### Selected passage
• • • • •

Prediction of Percutaneous Coronary Intervention Success in Patients With Moderate to Severe Coronary Artery Calcification Using Machine Learning Based on Coronary Angiography: Prospective Cohort Study
- PMID: 40644630
- PMCID: PMC12274018
- DOI: 10.2196/70943
Prediction of Percutaneous Coronary Intervention Success in Patients With Moderate to Severe Coronary Artery Calcification Using Machine Learning Based on Coronary Angiography: Prospective Cohort Study
Erratum in
- doi: 10.2196/80773
Abstract
Background: Given the challenges faced during percutaneous coronary intervention (PCI) for heavily calcified lesions, accurately predicting PCI success is crucial for enhancing patient outcomes and optimizing procedural strategies.
Objective: This study aimed to use machine learning (ML) to identify coronary angiographic vascular characteristics and PCI procedures associated with the immediate procedural success rates of PCI in patients exhibiting moderate to severe coronary artery calcification (MSCAC).
Methods: This study included patients who underwent PCI between January 2017 and December 2018 in a cardiovascular hospital, comprising 3271 patients with MSCAC and 17,998 with no or mild coronary artery calcification. Six ML models-k-nearest neighbor, gradient boosting decision tree, Extreme Gradient Boosting (XGBoost), logistic regression, random forest, and support vector machine-were developed and validated, with synthetic minority oversampling technique used to address imbalance data. Model performance was compared using multiple parameters, and the optimal algorithm was selected. Model interpretability was facilitated by Shapley Additive Explanations (SHAP), identifying the top 6 coronary angiographic features with the highest SHAP values. The importance of different PCI procedures was also elucidated via SHAP values. Testing validation was performed in a separate cohort of 1437 patients with MSCAC in 2013. External validation was conducted in a general hospital of 204 patients with MSCAC in 2021. Sensitivity analyses were conducted in patients with acute coronary syndrome and chronic coronary syndrome.

• • • • •

### Provided data
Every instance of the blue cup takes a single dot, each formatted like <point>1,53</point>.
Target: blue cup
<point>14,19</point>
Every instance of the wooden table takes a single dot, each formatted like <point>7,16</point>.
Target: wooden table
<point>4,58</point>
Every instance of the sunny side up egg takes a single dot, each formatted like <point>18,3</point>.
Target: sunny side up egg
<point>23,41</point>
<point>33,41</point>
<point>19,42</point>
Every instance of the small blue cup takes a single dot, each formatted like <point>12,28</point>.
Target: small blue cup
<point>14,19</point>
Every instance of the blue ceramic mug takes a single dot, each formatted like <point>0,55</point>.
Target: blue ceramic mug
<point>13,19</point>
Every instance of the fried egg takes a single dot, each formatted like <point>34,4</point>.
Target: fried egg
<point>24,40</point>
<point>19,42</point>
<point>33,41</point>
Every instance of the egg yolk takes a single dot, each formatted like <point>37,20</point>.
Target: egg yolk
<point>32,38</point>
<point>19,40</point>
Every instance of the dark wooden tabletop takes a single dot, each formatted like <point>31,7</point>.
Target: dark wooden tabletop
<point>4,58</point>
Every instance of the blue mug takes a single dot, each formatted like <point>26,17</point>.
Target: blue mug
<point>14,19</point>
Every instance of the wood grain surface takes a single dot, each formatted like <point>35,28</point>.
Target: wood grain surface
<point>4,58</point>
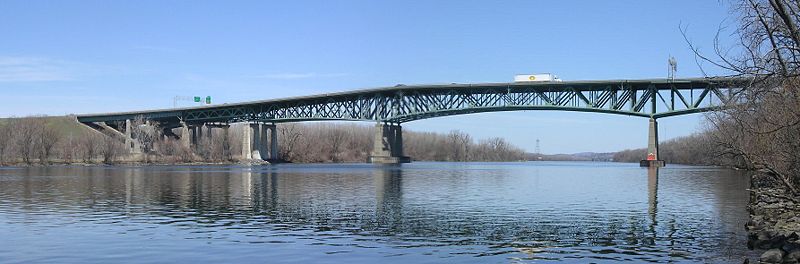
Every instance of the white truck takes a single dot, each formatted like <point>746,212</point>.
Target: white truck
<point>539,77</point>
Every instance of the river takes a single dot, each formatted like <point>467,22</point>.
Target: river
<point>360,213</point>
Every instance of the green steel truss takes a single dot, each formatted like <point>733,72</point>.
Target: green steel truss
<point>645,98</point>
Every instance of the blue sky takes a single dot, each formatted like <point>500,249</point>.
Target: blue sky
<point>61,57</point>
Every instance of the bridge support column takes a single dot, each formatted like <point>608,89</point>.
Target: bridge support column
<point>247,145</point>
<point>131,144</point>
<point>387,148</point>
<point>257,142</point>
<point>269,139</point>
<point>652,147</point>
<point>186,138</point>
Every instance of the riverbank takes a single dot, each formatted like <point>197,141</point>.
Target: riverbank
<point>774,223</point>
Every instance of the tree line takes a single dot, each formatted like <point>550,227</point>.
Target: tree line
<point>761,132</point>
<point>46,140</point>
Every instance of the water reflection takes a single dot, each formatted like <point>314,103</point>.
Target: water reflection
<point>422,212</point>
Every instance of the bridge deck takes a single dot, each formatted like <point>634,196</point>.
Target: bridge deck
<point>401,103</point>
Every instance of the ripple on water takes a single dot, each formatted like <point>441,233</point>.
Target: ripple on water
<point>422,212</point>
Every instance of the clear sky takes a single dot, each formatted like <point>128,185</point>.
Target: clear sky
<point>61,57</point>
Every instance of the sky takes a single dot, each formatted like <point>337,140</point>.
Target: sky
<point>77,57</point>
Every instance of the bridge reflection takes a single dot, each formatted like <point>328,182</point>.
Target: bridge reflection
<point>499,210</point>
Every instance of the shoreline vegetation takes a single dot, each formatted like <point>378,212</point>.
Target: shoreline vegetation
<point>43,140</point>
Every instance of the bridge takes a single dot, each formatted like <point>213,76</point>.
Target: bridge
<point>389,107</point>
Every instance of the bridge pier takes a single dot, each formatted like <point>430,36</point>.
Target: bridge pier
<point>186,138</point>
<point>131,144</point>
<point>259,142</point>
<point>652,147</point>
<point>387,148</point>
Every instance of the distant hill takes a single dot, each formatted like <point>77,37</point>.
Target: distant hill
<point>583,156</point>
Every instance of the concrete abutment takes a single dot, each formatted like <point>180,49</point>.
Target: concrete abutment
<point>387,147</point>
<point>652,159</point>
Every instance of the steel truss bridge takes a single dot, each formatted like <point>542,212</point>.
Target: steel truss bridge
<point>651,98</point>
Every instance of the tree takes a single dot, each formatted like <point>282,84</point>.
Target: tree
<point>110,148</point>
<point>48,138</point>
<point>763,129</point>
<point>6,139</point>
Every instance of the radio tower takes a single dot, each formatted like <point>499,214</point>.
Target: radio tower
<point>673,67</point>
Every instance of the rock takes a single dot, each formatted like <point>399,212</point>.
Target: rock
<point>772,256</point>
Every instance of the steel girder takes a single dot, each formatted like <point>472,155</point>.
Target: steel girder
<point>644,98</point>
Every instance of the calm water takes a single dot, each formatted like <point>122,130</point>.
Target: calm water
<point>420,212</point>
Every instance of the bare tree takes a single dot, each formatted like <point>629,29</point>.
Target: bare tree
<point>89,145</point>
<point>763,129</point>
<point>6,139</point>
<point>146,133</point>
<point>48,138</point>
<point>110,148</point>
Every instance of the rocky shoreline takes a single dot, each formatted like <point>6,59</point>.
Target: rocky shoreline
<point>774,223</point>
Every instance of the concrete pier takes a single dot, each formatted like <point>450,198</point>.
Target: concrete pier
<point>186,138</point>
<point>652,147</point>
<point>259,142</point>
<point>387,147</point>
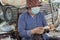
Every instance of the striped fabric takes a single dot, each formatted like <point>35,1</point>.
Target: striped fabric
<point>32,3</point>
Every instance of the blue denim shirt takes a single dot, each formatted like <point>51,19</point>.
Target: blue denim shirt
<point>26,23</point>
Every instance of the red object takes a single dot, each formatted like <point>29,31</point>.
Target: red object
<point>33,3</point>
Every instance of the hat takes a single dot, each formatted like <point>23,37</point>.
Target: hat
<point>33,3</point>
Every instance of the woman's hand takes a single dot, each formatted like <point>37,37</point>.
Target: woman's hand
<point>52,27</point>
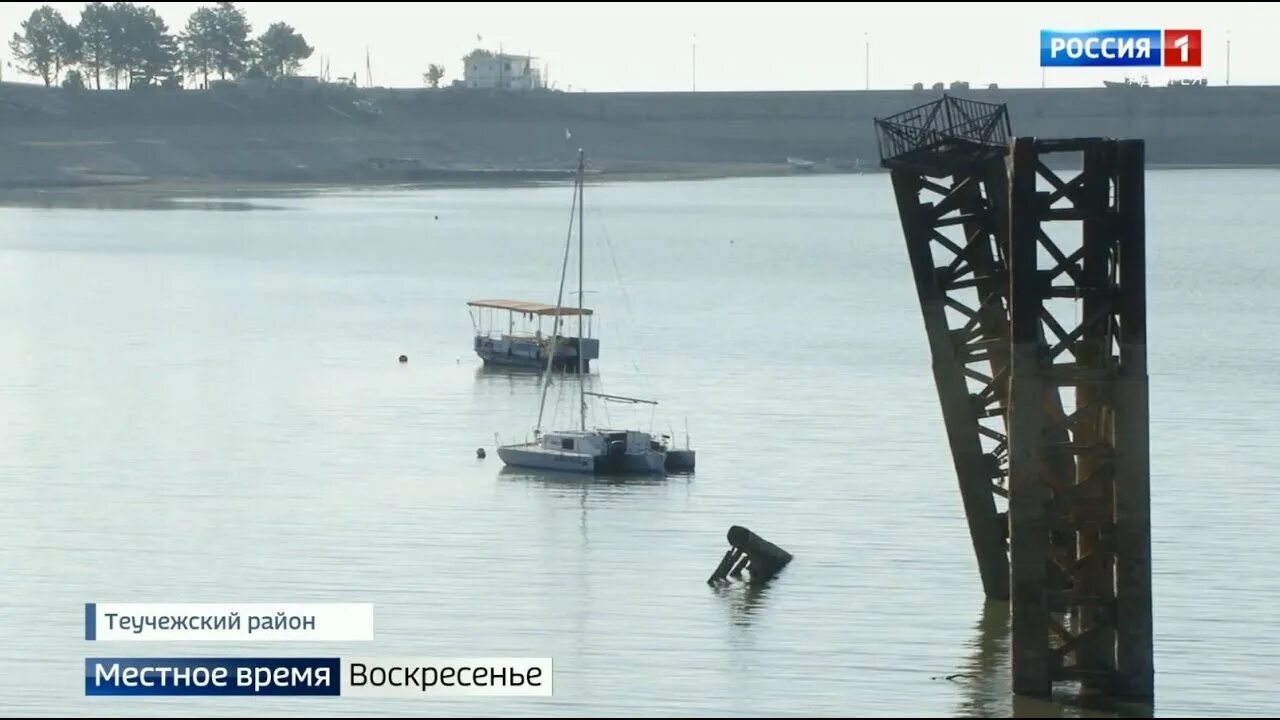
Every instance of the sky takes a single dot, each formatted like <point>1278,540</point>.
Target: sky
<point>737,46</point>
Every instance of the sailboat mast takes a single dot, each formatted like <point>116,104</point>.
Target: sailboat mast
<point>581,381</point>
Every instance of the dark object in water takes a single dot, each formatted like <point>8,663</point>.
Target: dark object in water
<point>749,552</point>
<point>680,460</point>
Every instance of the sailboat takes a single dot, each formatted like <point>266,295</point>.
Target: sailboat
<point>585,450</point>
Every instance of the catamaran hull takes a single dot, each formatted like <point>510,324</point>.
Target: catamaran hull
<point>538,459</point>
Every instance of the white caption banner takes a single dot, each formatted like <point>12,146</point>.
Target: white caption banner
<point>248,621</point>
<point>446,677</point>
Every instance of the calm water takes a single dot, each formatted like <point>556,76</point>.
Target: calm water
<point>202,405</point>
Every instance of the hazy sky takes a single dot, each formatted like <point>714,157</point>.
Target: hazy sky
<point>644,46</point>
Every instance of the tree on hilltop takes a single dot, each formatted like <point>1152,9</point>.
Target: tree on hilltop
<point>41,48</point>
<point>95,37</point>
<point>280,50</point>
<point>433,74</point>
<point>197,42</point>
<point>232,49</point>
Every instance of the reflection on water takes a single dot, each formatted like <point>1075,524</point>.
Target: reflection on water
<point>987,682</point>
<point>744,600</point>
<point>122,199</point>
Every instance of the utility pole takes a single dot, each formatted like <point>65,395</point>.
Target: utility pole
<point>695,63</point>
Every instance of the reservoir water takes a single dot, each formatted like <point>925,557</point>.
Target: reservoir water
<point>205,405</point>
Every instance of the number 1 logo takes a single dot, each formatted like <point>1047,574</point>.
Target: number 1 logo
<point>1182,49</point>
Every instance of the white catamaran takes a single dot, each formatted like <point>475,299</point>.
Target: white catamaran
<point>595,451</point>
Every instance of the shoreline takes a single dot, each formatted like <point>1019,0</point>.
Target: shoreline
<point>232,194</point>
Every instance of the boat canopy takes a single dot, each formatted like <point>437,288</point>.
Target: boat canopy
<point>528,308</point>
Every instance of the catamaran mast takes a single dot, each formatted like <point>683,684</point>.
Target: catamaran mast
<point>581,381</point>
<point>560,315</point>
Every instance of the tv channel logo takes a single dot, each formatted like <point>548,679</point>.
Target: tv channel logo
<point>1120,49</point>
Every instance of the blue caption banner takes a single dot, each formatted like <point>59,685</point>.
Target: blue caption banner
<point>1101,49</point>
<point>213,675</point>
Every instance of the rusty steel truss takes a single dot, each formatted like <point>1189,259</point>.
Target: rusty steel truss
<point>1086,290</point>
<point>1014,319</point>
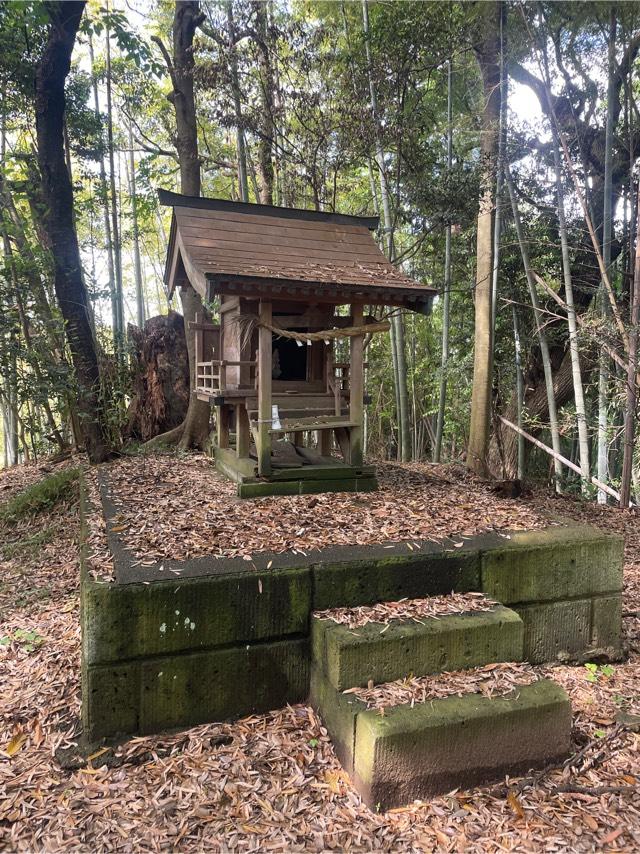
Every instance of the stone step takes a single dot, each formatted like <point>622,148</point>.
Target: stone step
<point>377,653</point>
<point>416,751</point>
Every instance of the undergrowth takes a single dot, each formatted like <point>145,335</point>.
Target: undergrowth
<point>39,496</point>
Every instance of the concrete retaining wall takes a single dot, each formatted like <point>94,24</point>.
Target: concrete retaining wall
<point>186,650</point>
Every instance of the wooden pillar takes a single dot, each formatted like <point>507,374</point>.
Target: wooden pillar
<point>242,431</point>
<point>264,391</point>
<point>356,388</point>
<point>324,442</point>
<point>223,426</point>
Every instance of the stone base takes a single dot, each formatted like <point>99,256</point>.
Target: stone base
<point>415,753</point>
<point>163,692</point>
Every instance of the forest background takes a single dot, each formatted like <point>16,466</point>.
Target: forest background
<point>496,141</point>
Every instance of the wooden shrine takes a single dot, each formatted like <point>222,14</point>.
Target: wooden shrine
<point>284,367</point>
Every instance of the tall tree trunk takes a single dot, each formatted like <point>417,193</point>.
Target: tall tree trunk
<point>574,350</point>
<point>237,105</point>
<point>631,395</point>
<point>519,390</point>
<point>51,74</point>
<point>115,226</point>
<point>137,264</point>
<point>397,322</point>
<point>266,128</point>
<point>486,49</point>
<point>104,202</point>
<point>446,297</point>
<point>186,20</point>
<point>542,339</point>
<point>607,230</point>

• • • • •

### Required tasks
a) Based on the abstract, decide whether each statement below agrees with it, answering yes or no and quoting the exact words that decide each one.
(i) The researchers developed and validated six machine learning models.
(ii) External validation was carried out in a cardiovascular hospital.
(iii) The testing cohort consisted of 1437 patients with MSCAC from 2013.
b) Rewrite everything in the abstract from "Objective: This study" down to "artery calcification (MSCAC).", putting "short-term" in place of "immediate".

### Answers
a)
(i) Yes: "Six ML models-k-nearest neighbor, gradient boosting decision tree, Extreme Gradient Boosting (XGBoost), logistic regression, random forest, and support vector machine-were developed and validated"
(ii) No: "External validation was conducted in a general hospital of 204 patients with MSCAC in 2021."
(iii) Yes: "Testing validation was performed in a separate cohort of 1437 patients with MSCAC in 2013."

b)
Objective: This study aimed to use machine learning (ML) to identify coronary angiographic vascular characteristics and PCI procedures associated with the short-term procedural success rates of PCI in patients exhibiting moderate to severe coronary artery calcification (MSCAC).